Text extract -
= = = = =

- Directed by: Rocky Lang
- Written by: Rocky Lang
- Produced by: Jon Gordon Daniel A. Sherkow
- Starring: Alex McArthur Peter Berg Pamela Ludwig Ray Wise Oliver Stritzel Barbara Blossom Steve Carlisle Jerome Dempsey Scott J. Fisher
- Cinematography: Jack N. Green
- Edited by: Maryann Brandon
- Music by: Jay Ferguson
- Release date: 3 November 1989;
- Running time: 104 min.
- Country: United States
- Language: English

= Race for Glory =

Race for Glory (also known as American Built) is a 1989 American action film directed by Rocky Lang. The film stars Alex McArthur, Peter Berg, Pamela Ludwig, Ray Wise, Oliver Stritzel and Barbara Blossom in the lead roles. The score was composed by Jay Ferguson.

= = = = =

Entries supplied -
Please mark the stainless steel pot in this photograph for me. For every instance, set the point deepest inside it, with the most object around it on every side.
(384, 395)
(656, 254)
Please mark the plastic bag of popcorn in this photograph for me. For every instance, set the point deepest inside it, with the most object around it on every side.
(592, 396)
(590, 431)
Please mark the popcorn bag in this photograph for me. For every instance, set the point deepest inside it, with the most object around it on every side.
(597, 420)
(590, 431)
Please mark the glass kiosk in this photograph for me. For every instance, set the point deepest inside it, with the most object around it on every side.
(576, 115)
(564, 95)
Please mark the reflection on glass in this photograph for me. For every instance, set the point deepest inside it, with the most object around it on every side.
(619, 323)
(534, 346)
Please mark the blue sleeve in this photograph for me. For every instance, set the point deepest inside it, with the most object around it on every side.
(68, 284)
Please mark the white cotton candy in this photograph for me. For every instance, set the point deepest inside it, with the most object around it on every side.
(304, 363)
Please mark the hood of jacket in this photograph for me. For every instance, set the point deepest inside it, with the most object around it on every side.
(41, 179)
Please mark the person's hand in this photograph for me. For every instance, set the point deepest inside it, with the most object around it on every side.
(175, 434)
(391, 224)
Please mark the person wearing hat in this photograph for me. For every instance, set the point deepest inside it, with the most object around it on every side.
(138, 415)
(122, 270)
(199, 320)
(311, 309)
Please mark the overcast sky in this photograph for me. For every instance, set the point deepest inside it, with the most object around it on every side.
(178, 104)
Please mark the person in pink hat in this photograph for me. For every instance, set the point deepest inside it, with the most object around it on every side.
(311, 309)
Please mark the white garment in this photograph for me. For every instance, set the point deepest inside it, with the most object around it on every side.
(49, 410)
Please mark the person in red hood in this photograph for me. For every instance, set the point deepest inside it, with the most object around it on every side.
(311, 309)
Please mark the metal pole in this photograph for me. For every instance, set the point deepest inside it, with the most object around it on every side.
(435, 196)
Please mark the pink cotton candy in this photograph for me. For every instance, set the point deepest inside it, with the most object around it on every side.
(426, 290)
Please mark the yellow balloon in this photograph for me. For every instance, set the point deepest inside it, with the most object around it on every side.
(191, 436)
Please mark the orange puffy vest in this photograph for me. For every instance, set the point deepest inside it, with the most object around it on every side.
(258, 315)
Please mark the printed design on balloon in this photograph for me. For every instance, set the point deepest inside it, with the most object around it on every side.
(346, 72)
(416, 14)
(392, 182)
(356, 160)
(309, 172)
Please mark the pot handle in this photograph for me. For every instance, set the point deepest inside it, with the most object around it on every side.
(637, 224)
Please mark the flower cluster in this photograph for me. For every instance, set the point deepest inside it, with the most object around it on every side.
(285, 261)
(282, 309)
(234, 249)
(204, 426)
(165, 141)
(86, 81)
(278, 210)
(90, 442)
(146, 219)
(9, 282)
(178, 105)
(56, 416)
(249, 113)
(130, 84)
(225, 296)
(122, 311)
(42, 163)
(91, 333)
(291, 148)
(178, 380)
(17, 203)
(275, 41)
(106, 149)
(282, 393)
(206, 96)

= = = = =

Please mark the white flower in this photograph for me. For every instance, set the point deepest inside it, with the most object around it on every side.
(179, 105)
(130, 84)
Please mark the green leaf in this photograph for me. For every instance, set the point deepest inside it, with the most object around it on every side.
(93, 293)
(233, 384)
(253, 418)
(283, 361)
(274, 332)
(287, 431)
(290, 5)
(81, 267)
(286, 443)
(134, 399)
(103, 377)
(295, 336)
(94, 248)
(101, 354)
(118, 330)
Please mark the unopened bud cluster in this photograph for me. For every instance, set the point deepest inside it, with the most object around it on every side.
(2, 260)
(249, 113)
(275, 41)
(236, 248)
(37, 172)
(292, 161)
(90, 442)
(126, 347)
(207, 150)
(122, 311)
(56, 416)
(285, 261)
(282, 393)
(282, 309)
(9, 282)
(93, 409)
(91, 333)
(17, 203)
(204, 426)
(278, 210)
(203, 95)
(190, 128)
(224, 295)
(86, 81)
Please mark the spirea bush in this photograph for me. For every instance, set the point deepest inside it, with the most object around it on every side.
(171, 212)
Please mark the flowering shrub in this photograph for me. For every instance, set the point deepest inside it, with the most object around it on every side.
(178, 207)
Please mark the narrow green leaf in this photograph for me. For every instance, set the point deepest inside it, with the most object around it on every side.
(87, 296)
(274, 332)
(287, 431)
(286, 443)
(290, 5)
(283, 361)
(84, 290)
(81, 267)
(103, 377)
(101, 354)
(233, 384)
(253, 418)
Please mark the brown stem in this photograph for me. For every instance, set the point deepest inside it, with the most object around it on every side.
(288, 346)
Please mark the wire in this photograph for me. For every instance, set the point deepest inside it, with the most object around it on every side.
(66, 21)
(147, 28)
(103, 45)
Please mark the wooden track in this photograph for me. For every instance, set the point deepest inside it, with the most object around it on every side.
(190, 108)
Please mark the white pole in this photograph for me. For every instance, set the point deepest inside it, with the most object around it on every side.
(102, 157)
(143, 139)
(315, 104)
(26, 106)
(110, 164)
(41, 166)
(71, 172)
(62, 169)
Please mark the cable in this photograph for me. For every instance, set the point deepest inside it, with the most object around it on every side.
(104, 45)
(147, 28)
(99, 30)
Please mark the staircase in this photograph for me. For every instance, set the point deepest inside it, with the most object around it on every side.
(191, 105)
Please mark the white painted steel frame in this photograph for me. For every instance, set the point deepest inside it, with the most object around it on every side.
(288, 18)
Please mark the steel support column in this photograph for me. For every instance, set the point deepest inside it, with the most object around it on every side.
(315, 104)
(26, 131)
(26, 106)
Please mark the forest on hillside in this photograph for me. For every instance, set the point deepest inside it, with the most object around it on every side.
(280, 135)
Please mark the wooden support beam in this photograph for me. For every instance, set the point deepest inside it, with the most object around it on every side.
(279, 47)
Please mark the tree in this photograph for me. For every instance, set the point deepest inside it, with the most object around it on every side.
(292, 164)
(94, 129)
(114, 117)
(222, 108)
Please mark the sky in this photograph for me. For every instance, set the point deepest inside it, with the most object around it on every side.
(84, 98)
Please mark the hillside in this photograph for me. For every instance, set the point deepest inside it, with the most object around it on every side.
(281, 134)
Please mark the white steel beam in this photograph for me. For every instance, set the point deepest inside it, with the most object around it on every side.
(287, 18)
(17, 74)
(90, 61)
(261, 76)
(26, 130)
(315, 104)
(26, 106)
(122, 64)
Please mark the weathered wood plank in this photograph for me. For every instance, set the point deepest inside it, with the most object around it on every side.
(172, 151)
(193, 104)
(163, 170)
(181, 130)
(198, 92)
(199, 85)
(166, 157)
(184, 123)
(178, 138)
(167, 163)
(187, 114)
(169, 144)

= = = = =

Task set -
A - In the Race for Glory film entry, who composed the score?
B - Pick up the Race for Glory film entry right after its final sentence and continue it.
The lines that come after the text are a separate set of material.

Exercise results -
A - Jay Ferguson

B -
== Plot ==
Dirt track racer Cody Gifford along with his best friend and crew chief Chris Washburn, and girlfriend Jenny Eastman, have built a 500cc superbike in their garage. They take it to the American qualifiers, Despite his bike falling over, he keeps up with two-time German world champion Klaus Kroeter on a factory Samurai, until Gifford and Kroeter crash. After Gifford sets a faster time than Kroeter at the Czechoslovak time trials, the Belgian Grand Prix begins. Kroeter wins as Gifford, who finishes fourth. After this, Gifford accepts an offer to become Kroeter's teammate at Samurai where he is to be a blocker, leaving his friends behind. Kroeter wins race after race as Gifford continues to put up an impressive fight against his teammartw. The Austrian Grand Prix begins. Kroeter takes the lead with Gifford and Italian rider Lalo Giacomo right behind. Kroeter causes Gifford and Giacomo to crash which results in Gifford's bike exploding and Giacomo breaking his leg. Gifford quits and returns home only to find that his father, Joe, has died. Joe's last letter says he wanted Cody to win the Grand Prix. Gifford then reunites with his friends and girlfriend to rebuild the bike. The French Grand Prix then begins. After several bikes overheat, Gifford is in second om the last lap right behind Kroeter Kroeter's engine blows up on the last turn and Gifford wins as Kroter manages to limp across the line in 6th. Gifford is the new champion and he, Cody, Jenny, and their mechanic Fujimoto celebrate.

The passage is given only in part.